* Directive A:
Report how many lines of the listing contain the string "window". Give only the number.

[BEGIN Given passage]

Chidora goes out... He searched for 30 minutes, but couldn't find anyone


----------



## The Fire Reaper (May 13, 2009)

Takamaru lazly walks into the training grounds. He scans the area, it wide open with some wooden dummies and a man standing in the middle. He walks over to this man.
"I'm assuming your my sensei, I'm also assuming you already no my name." Takamaru says sounding like he just woke up; he looks around and continues, "And here I thought I was going to be late, were is everyone sensei?"


----------



## Narurider (May 14, 2009)

"Three techniques huh?I guess it would be taijutsu genjutsu and ninjutsu.Taijutsu is hand to hand fight basicially but genjutsu is illusions which,unlike taijutsu, normally needs hand signs and Ninjutsu requires chakra but you can't just use your chakra whenever you want because there is only a certain amount within you.Now you could probably be able to make the amount of chakra you have bigger but that I do not know."


----------



## Kazekage Gaara (May 14, 2009)

Chidora search all over Konoha, but then he see some kid who is walking to Training grounds.....Maybe that is him! Says Chidora and runs towards him....


----------



## The Fire Reaper (May 14, 2009)

Takamaru hears footsteps behind him. He slowly turns his head to see whos comming. He sees a kid about his age running towards his location.
"Your later then I am." Takamaru mumbles to this kid.


----------



## Rakiyo (May 16, 2009)

(OOC: Sorry i took so long just been going threw alot of stuff sorry guys)

[END Given passage]
[BEGIN Records for the exercise]

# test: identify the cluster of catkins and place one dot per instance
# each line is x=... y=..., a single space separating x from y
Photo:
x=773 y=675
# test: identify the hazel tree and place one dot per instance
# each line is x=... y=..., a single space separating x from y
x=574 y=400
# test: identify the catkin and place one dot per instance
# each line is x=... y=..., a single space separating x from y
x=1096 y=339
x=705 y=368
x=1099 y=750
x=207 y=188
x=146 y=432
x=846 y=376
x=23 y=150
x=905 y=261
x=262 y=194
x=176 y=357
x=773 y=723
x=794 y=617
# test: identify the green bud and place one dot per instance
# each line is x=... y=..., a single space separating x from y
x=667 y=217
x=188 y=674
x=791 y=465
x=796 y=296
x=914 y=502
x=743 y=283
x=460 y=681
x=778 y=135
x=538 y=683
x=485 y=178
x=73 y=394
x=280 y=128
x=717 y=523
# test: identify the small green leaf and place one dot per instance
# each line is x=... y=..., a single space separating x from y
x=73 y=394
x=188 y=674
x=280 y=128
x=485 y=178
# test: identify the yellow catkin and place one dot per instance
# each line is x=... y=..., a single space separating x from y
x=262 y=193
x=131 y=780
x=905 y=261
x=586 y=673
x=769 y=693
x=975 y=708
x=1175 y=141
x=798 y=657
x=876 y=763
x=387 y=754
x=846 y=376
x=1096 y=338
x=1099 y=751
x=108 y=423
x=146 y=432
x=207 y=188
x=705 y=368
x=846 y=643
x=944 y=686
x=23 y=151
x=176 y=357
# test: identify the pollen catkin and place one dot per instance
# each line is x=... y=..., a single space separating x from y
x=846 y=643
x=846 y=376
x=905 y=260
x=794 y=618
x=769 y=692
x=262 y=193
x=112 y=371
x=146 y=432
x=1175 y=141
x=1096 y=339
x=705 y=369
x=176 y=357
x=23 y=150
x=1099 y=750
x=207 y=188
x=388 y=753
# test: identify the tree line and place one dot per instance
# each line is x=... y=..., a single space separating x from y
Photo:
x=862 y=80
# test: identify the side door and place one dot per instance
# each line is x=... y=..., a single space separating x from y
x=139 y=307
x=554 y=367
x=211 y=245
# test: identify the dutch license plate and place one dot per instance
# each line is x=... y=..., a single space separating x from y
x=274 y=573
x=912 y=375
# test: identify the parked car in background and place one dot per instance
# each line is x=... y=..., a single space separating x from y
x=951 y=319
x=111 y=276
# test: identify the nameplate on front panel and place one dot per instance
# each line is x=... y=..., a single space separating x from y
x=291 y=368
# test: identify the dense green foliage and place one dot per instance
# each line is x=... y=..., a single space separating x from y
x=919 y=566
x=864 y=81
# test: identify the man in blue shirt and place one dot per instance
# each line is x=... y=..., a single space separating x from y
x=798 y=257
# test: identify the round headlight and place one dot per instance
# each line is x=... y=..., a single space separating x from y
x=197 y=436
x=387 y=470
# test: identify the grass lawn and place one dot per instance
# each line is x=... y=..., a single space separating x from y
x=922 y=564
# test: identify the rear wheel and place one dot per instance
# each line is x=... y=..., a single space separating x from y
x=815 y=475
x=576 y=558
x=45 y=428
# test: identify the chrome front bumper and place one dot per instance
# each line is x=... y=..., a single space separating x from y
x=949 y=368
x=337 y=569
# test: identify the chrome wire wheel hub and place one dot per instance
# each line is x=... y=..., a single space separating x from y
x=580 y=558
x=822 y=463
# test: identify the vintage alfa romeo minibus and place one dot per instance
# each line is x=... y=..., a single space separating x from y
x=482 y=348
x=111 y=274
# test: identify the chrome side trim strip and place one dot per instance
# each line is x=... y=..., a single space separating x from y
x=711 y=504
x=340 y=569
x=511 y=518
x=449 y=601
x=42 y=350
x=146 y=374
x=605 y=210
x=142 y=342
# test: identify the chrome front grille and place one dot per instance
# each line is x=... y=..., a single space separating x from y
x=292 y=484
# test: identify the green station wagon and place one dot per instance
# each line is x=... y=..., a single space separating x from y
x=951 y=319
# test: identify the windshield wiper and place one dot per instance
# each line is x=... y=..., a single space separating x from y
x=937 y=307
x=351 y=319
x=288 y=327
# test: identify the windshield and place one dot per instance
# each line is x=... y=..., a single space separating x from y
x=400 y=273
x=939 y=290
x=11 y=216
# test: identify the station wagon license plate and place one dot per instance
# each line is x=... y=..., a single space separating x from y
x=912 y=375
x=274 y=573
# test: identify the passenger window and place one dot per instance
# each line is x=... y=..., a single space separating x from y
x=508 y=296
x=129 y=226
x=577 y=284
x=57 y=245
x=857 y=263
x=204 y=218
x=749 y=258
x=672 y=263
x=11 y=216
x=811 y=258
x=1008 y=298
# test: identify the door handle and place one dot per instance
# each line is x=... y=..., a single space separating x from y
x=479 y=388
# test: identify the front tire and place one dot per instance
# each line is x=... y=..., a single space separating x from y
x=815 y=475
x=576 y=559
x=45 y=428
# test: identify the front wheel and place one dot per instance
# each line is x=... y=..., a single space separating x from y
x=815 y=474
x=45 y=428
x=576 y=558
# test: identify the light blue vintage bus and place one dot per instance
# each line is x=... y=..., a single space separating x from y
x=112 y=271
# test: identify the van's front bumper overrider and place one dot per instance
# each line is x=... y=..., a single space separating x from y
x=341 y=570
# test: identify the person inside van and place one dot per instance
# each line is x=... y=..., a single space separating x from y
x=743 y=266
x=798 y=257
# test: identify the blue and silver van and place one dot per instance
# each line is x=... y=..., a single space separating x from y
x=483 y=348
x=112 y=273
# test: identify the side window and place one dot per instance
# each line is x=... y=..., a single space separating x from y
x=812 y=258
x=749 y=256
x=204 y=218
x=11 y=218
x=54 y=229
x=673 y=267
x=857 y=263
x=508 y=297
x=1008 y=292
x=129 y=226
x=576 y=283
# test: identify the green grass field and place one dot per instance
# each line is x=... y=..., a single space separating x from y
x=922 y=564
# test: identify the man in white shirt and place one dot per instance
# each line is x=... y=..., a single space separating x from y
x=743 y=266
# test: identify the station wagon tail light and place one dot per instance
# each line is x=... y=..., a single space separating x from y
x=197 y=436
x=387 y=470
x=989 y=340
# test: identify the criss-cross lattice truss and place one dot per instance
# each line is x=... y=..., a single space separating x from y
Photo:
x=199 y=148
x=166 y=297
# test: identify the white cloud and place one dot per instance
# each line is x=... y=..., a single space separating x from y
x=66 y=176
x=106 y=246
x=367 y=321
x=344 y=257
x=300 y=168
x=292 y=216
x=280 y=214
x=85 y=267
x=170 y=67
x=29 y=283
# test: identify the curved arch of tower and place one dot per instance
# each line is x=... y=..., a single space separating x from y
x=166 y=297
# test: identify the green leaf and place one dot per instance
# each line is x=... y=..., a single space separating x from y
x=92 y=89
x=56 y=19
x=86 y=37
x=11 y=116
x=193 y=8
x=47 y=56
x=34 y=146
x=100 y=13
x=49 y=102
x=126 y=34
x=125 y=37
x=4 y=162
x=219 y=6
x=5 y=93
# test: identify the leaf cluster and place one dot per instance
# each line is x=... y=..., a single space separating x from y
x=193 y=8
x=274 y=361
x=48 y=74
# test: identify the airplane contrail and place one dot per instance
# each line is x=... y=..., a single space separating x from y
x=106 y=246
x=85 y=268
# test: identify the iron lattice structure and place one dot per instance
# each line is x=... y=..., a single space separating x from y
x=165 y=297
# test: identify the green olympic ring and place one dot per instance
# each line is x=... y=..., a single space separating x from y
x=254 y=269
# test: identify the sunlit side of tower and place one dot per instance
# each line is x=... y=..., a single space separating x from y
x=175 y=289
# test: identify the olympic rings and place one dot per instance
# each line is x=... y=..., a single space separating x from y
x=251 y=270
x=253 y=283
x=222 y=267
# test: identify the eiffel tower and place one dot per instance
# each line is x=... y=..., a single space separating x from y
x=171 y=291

[END Records for the exercise]

* Directive B:
Answer these questions about the forum thread:
(i) How long did Chidora search before failing to find anyone?
(ii) Which three techniques are named in the post dated May 14, 2009 that begins "Three techniques huh?"
(iii) What place does Takamaru lazily walk into?

* Response A:
2

* Response B:
(i) 30 minutes
(ii) Taijutsu, genjutsu and ninjutsu
(iii) The training grounds